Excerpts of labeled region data
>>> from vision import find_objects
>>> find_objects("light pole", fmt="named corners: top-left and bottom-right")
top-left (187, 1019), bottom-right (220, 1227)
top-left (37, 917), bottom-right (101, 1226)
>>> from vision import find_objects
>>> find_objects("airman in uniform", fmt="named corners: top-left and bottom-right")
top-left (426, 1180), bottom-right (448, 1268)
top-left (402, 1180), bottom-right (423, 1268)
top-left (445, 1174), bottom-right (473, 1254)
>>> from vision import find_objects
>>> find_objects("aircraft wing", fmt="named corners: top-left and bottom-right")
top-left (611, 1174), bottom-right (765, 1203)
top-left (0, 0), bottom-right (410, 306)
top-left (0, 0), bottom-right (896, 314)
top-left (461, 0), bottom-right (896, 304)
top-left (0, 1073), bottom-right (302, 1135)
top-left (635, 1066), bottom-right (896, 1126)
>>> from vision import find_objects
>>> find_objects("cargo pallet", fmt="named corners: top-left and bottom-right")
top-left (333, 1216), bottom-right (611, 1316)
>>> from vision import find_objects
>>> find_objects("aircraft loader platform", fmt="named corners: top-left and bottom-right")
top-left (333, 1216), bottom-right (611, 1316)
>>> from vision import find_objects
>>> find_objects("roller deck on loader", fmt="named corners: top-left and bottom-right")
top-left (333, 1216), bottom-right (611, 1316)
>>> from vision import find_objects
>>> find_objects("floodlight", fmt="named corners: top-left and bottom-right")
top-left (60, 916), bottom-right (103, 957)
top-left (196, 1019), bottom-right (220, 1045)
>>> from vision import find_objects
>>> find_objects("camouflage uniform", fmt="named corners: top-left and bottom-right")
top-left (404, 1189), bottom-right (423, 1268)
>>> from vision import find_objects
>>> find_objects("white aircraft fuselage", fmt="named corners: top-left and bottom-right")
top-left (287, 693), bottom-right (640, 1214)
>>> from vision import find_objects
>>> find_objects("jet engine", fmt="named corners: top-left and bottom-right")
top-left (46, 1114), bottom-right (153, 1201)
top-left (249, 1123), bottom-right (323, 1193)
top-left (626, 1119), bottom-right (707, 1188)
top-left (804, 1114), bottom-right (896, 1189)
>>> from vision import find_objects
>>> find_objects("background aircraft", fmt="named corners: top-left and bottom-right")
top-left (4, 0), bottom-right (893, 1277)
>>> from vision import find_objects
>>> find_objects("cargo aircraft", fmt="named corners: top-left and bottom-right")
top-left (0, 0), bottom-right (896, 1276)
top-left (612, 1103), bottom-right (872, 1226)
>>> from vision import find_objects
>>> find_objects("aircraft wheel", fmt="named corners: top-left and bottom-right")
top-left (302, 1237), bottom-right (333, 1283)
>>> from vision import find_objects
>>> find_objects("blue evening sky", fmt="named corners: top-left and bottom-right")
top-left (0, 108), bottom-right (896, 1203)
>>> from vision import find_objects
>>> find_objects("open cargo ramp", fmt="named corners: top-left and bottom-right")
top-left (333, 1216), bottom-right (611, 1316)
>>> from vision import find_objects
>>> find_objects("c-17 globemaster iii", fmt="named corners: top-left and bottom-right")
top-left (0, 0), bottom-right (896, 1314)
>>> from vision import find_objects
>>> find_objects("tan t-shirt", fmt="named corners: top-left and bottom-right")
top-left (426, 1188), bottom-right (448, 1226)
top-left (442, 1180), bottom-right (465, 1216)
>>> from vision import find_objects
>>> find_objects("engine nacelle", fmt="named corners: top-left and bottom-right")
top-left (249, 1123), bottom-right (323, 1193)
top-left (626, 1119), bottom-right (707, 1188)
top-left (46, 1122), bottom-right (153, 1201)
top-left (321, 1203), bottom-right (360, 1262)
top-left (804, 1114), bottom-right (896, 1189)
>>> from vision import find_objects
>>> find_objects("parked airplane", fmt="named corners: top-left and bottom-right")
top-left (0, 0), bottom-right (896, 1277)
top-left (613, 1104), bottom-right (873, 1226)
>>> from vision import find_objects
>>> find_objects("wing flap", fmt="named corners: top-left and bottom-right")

Goal. Reproduce every one of the lines above verbatim, with no changes.

Written answer.
>>> from vision import find_objects
>>> find_objects("light pole", fmt="named corners: top-left and bottom-right")
top-left (187, 1019), bottom-right (220, 1227)
top-left (37, 917), bottom-right (101, 1226)
>>> from vision import find_objects
>>> find_objects("airman in uniform", fmt="named corners: top-left and bottom-right")
top-left (426, 1180), bottom-right (448, 1268)
top-left (402, 1180), bottom-right (423, 1268)
top-left (445, 1174), bottom-right (473, 1254)
>>> from vision import find_objects
>>> find_objects("aircraft wing", fmt="named corners: top-left and bottom-right")
top-left (611, 1174), bottom-right (765, 1203)
top-left (0, 0), bottom-right (410, 306)
top-left (0, 0), bottom-right (896, 314)
top-left (461, 0), bottom-right (896, 304)
top-left (0, 1073), bottom-right (302, 1135)
top-left (635, 1066), bottom-right (896, 1126)
>>> from vision import find_objects
>>> find_objects("cargo pallet", fmt="named corners: top-left and bottom-right")
top-left (333, 1216), bottom-right (611, 1316)
>>> from vision import find_objects
>>> find_objects("aircraft loader platform", fmt="named corners: top-left and bottom-right")
top-left (333, 1216), bottom-right (611, 1316)
>>> from vision import find_objects
>>> find_objects("roller deck on loader", fmt="named corners: top-left and bottom-right")
top-left (333, 1216), bottom-right (611, 1316)
>>> from vision import find_objects
>>> find_objects("floodlight", fmt="named corners: top-left and bottom-right")
top-left (60, 916), bottom-right (103, 957)
top-left (196, 1019), bottom-right (220, 1045)
>>> from vision import find_objects
>>> find_objects("camouflage uniform", fmt="named corners: top-left and bottom-right")
top-left (404, 1189), bottom-right (423, 1268)
>>> from vision import find_objects
>>> find_objects("white aircraft fuselage", fmt="named corners: top-left and bottom-right")
top-left (287, 693), bottom-right (640, 1214)
>>> from vision import find_objects
>>> find_objects("jet engine", fmt="named corners: top-left and bottom-right")
top-left (46, 1114), bottom-right (153, 1201)
top-left (249, 1123), bottom-right (323, 1193)
top-left (626, 1119), bottom-right (707, 1188)
top-left (804, 1114), bottom-right (896, 1189)
>>> from vision import find_objects
>>> find_objects("background aircraft", fmt="named corners: top-left and bottom-right")
top-left (4, 0), bottom-right (893, 1277)
>>> from vision import find_objects
>>> find_objects("cargo aircraft", fmt="named corners: top-left and bottom-right")
top-left (0, 0), bottom-right (896, 1276)
top-left (612, 1103), bottom-right (872, 1226)
>>> from vision import find_objects
>>> find_objects("aircraft wheel", fmt="named corners: top-left and bottom-right")
top-left (302, 1237), bottom-right (333, 1283)
>>> from vision import find_objects
>>> find_objects("blue evening sky", fmt="named corners: top-left and bottom-right")
top-left (0, 108), bottom-right (896, 1203)
>>> from vision import find_objects
>>> find_objects("open cargo ramp", fmt="named corners: top-left and bottom-right")
top-left (333, 1216), bottom-right (611, 1316)
>>> from vision import find_objects
>>> find_objects("c-17 globemaster iii", fmt="named corners: top-left and bottom-right")
top-left (0, 0), bottom-right (896, 1314)
>>> from vision import find_objects
>>> find_objects("tan t-shirt", fmt="named corners: top-left and bottom-right")
top-left (426, 1188), bottom-right (448, 1226)
top-left (442, 1180), bottom-right (465, 1216)
>>> from vision import find_objects
>>> find_objects("engine nacelle", fmt="named corners: top-left and bottom-right")
top-left (249, 1123), bottom-right (323, 1193)
top-left (626, 1119), bottom-right (707, 1188)
top-left (46, 1122), bottom-right (153, 1201)
top-left (321, 1203), bottom-right (360, 1262)
top-left (804, 1114), bottom-right (896, 1189)
>>> from vision import find_objects
>>> find_objects("parked airplane", fmt="named corners: top-left and bottom-right")
top-left (0, 0), bottom-right (896, 1277)
top-left (613, 1104), bottom-right (873, 1226)
>>> from vision import find_objects
>>> find_objects("wing flap", fmt="named corners: top-left and bottom-right")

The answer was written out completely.